Parser: `module F (M) = struct DECLS end` → `(:functor-def NAME PARAMS
DECLS)`. `module N = expr` (where expr isn't `struct`) → `(:module-alias
NAME BODY-SRC)`. Functor params accept `(P)` or `(P : Sig)` (signatures
parsed-and-skipped). Eval: `ocaml-make-functor` builds a curried
host-SX closure that takes module dicts and returns a module dict;
`ocaml-resolve-module-path` extended for `:app` so `F(A)`, `F(A)(B)`,
`Outer.Inner` all resolve to dicts. Tested: 1-arg functor, 2-arg
curried `Pair(One)(Two)`, module alias, submodule alias, identity
functor with include. Phase 4 LOC ~290 (still well under 2000).
- 2026-05-08 Phase 4 — `open M` / `include M` (+5 tests, 220 total).
Parser: top-level `open Path` / `include Path` decls; path is `Ctor (.
Ctor)*`. Eval resolves the path via `ocaml-resolve-module-path` (the
same `:con`-as-module-lookup escape hatch used for `:field`); merges
the dict bindings into the current env via `ocaml-env-merge-dict`.
`include` inside a module also adds the bindings to the module's
resulting dict, so `module Sphere = struct include Math let area r =
... end` exposes both Math's `pi` and Sphere's `area`. Phase 4 LOC
cumulative: ~165.
- 2026-05-08 Phase 4 — modules + field access (+11 tests, 215 total). Parser:
`module M = struct DECLS end` decl in `ocaml-parse-program`. Body parsed
by sub-tokenising the source between `struct` and the matching `end`,
tracking nesting via `struct`/`begin`/`sig`/`end`. Field access added
as a postfix layer above `parse-atom`, binding tighter than application:
`f r.x` → `(:app f (:field r "x"))`. Eval: `(:module-def NAME DECLS)`
builds a dict via new `ocaml-eval-module` that runs decls in a sub-env;
`(:field EXPR NAME)` looks up the field, with the special case that
`(:con NAME)` heads are interpreted as module-name lookups instead of
nullary ctors. Tested: simple module, multi-decl module, nested modules
(`Outer.Inner.v`), `let rec` inside a module, module containing tuple
pattern match. Phase 4 LOC: ~110 (well under 2000 budget).

(Rows pointing to named objects)
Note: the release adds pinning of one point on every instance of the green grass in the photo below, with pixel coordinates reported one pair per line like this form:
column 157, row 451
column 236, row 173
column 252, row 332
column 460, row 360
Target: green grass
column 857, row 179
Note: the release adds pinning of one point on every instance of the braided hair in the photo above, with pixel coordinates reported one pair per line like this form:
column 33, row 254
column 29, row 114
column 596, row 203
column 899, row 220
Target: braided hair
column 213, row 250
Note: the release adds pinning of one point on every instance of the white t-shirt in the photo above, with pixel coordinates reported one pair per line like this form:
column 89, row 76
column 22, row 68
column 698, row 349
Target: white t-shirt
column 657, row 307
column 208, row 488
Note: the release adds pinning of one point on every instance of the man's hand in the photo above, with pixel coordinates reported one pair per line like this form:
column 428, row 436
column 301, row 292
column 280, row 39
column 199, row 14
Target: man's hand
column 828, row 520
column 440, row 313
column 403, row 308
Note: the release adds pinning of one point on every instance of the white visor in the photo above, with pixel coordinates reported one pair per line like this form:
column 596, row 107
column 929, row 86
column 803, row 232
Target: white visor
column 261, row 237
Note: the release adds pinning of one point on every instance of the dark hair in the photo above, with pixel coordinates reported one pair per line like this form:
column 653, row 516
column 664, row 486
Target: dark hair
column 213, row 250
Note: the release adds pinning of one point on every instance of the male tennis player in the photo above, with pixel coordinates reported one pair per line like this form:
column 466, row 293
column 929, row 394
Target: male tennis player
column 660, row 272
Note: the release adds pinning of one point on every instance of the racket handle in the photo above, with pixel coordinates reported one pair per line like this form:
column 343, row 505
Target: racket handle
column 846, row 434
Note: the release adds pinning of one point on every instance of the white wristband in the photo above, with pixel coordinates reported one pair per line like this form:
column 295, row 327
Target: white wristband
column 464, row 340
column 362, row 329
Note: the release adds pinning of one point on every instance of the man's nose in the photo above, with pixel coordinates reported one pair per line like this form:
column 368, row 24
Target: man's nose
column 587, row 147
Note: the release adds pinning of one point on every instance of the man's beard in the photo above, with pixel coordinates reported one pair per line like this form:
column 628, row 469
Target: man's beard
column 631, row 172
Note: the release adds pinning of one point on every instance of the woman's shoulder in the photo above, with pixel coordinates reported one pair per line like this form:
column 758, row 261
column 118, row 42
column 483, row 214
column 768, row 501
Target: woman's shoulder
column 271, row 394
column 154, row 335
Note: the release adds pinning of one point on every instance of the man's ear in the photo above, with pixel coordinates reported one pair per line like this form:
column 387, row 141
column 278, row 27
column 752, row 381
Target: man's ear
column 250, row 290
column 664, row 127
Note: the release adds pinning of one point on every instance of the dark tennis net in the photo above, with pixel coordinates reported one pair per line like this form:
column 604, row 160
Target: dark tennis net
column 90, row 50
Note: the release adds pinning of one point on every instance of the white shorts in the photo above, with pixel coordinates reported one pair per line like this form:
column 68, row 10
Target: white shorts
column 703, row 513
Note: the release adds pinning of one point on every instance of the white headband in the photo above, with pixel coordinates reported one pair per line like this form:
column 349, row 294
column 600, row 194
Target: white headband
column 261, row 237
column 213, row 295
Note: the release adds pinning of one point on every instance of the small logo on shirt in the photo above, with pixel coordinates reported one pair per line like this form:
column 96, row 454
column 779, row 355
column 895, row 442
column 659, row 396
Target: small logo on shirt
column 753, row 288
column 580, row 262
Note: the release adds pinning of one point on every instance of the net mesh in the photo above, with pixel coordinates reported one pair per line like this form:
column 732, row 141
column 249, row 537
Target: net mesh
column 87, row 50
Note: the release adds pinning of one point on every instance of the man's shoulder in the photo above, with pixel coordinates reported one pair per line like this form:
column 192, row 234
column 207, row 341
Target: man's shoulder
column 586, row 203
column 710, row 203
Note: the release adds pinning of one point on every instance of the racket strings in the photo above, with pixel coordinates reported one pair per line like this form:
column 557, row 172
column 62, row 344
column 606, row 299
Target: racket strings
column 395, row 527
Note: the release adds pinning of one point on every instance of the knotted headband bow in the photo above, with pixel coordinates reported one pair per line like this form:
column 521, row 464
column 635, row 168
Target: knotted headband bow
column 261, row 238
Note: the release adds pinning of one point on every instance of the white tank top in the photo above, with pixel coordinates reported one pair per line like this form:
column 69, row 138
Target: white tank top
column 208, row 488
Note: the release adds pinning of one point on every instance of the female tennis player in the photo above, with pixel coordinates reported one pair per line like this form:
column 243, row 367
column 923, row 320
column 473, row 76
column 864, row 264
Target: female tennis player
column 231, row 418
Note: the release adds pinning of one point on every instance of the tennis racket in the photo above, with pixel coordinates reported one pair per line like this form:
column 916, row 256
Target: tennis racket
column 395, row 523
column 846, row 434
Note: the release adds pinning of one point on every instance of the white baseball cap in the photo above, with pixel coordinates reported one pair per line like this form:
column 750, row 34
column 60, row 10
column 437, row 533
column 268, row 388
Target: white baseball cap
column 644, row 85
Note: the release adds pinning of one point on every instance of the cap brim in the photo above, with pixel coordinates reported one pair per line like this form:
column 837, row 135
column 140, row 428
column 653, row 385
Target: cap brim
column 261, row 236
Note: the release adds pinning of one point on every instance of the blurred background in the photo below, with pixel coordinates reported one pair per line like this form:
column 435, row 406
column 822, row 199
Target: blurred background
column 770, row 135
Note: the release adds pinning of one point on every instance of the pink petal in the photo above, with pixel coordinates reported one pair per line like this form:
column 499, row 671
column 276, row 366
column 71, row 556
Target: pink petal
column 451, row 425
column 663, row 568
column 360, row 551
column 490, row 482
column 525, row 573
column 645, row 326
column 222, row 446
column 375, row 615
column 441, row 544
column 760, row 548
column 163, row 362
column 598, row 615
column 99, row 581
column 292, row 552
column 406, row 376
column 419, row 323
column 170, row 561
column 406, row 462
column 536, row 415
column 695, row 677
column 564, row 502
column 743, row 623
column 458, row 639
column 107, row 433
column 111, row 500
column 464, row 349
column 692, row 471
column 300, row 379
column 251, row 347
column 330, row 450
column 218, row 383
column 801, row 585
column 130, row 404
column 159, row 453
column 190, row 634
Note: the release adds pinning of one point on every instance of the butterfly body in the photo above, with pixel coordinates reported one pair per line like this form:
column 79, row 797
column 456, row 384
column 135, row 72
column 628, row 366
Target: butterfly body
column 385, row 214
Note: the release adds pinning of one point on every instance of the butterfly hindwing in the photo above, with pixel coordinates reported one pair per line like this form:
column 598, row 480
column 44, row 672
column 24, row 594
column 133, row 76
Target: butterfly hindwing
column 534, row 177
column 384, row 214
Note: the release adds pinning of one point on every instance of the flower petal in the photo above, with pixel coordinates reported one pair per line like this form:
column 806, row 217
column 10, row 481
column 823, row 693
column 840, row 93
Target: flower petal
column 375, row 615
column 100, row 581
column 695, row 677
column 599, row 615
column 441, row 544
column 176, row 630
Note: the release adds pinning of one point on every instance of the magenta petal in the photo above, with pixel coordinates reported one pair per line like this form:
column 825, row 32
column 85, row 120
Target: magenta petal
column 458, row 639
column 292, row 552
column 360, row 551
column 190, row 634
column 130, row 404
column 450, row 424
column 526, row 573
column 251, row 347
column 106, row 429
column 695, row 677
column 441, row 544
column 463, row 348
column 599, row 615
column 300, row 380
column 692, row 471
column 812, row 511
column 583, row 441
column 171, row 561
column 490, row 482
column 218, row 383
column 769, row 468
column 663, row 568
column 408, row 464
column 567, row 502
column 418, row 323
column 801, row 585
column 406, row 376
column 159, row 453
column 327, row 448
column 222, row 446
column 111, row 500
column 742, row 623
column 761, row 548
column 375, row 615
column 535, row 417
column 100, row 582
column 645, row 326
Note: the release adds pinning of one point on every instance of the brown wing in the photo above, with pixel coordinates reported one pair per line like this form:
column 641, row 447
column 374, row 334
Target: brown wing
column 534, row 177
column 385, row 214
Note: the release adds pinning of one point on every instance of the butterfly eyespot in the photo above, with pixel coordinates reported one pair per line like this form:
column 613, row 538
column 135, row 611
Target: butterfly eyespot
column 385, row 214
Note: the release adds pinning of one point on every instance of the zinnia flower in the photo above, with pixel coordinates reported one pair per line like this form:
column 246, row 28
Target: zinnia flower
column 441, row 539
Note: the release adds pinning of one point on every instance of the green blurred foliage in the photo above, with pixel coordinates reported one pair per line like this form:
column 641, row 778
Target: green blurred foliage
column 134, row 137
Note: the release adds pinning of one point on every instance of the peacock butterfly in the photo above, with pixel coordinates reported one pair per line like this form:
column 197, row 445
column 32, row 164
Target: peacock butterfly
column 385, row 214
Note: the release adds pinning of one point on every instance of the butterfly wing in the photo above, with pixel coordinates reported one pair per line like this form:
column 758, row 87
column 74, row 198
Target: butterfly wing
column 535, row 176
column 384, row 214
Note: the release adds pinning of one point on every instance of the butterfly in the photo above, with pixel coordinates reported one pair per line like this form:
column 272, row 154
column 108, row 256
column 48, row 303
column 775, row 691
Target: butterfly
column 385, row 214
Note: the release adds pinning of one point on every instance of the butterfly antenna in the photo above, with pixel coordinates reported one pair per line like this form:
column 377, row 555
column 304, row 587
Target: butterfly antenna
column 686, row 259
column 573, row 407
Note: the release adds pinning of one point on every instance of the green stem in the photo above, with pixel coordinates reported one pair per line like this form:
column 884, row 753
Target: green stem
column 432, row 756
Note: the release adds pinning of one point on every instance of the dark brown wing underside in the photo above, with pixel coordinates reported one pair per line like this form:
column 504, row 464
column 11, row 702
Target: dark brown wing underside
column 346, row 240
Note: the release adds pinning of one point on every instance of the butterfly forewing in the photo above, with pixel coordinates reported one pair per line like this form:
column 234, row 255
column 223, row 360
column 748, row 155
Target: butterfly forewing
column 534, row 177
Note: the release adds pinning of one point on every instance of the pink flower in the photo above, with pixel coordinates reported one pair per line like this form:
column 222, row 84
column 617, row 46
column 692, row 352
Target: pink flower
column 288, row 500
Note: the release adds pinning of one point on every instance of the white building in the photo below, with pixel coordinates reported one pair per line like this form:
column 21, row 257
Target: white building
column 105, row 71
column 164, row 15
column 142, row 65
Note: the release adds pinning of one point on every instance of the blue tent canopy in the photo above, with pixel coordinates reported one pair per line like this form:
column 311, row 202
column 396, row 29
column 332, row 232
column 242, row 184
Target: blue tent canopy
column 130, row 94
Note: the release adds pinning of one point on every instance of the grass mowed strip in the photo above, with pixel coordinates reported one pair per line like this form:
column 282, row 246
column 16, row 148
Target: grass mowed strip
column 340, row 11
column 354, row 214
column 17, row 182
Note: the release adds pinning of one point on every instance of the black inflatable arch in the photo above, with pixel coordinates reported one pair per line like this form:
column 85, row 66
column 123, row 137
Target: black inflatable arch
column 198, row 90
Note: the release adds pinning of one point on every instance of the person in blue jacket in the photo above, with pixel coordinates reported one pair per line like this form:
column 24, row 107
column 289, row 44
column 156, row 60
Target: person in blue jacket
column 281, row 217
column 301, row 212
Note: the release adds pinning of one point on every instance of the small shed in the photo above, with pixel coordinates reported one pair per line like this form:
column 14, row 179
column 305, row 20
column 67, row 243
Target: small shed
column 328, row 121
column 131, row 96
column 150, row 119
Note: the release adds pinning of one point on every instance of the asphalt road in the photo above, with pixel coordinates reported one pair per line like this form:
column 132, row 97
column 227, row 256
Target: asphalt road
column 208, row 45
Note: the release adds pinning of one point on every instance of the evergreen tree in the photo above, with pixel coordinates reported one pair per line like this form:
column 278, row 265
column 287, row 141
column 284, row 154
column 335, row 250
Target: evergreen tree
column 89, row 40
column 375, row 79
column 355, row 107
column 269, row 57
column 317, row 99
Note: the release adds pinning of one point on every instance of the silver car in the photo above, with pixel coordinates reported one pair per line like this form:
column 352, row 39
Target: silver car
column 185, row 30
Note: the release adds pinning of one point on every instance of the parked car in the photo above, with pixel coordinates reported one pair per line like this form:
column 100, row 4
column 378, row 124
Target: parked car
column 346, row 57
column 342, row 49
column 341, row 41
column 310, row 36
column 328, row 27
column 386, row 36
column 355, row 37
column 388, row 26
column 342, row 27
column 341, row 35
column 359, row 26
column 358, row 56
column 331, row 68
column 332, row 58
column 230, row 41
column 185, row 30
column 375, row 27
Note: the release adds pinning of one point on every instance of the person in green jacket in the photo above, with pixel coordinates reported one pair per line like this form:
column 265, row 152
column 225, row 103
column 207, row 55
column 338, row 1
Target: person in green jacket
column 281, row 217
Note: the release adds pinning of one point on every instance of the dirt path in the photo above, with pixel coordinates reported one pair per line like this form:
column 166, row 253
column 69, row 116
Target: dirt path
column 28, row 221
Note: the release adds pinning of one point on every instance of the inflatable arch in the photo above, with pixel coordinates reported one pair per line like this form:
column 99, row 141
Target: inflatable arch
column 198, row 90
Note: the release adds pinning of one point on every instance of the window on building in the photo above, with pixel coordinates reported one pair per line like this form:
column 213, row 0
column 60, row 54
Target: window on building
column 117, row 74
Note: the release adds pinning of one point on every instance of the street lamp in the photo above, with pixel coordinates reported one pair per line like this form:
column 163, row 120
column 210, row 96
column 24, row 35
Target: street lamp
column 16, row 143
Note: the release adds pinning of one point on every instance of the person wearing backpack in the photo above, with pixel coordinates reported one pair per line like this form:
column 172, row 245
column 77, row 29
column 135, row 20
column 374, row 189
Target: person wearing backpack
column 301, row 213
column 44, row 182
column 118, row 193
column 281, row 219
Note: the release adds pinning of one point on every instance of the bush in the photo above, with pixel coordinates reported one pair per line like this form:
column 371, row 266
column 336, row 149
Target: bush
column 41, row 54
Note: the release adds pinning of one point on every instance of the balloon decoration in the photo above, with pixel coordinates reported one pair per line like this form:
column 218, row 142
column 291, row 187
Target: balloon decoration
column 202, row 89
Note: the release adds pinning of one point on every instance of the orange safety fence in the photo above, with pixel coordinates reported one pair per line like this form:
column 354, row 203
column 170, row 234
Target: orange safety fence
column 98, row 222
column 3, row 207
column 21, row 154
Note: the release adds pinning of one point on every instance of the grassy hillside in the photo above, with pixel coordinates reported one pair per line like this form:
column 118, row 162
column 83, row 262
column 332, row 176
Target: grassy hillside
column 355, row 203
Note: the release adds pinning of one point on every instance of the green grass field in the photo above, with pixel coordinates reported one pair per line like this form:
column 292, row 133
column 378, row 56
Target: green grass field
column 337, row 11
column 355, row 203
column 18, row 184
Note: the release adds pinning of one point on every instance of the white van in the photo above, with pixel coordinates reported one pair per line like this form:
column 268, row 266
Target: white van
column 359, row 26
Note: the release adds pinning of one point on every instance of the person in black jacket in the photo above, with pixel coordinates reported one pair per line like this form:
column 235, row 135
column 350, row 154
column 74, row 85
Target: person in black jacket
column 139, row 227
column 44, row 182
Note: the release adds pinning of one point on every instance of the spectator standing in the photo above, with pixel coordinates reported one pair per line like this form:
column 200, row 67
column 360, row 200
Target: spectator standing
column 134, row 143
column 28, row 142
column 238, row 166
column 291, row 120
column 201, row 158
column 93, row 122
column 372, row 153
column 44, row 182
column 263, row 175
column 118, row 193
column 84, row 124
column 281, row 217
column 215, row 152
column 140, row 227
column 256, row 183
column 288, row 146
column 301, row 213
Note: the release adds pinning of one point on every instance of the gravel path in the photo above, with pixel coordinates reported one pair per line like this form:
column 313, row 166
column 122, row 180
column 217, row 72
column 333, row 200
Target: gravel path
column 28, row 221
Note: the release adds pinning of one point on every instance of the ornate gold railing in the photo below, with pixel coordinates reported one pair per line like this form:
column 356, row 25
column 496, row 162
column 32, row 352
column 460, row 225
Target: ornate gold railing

INSTRUCTIONS FOR THE TASK: Please rewrite the changelog excerpt, everything from "- 2026-05-08 Phase 4 — modules" down to "under 2000 budget).", with "nested environment" in place of "sub-env".

OUTPUT OF THE TASK:
- 2026-05-08 Phase 4 — modules + field access (+11 tests, 215 total). Parser:
`module M = struct DECLS end` decl in `ocaml-parse-program`. Body parsed
by sub-tokenising the source between `struct` and the matching `end`,
tracking nesting via `struct`/`begin`/`sig`/`end`. Field access added
as a postfix layer above `parse-atom`, binding tighter than application:
`f r.x` → `(:app f (:field r "x"))`. Eval: `(:module-def NAME DECLS)`
builds a dict via new `ocaml-eval-module` that runs decls in a nested environment;
`(:field EXPR NAME)` looks up the field, with the special case that
`(:con NAME)` heads are interpreted as module-name lookups instead of
nullary ctors. Tested: simple module, multi-decl module, nested modules
(`Outer.Inner.v`), `let rec` inside a module, module containing tuple
pattern match. Phase 4 LOC: ~110 (well under 2000 budget).